● **MATERIAL PROVIDED**
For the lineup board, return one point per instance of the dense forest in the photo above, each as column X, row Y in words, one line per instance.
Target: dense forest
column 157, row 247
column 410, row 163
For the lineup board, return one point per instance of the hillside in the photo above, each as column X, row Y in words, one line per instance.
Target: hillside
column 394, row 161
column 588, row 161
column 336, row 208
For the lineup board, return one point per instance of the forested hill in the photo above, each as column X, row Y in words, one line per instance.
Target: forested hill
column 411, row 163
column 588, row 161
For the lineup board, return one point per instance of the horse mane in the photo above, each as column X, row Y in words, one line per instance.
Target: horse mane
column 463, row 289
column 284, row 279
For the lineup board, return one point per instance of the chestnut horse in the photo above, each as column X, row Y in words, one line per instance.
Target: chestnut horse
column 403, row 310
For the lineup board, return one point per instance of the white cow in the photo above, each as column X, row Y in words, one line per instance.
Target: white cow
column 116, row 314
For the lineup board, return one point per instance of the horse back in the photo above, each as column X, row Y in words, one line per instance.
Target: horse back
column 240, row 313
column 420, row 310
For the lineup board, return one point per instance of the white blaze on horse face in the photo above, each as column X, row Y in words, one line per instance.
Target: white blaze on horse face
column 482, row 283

● **STATED EXERCISE**
Copy the listing from the line with "of the chestnut" through the end of the listing, putting "roster board" in place of "lineup board" and changing nothing else.

● **ANSWER BELOW**
For the roster board, return one point per instance of the chestnut horse in the photo above, each as column X, row Y in words, one line per instance.
Target: chestnut horse
column 403, row 310
For the roster board, return one point per instance of the white cow in the photo above, each as column X, row Y in words, one line per instance.
Target: white cow
column 116, row 314
For the roster board, return one point per instance of the horse back in the photo above, each as column X, row Y in words, one line per instance.
Target: horse back
column 240, row 313
column 420, row 310
For the roster board, return one point per instance of the white blaze on horse face in the photo above, each as column X, row Y in words, one line per instance.
Target: white blaze on horse face
column 482, row 283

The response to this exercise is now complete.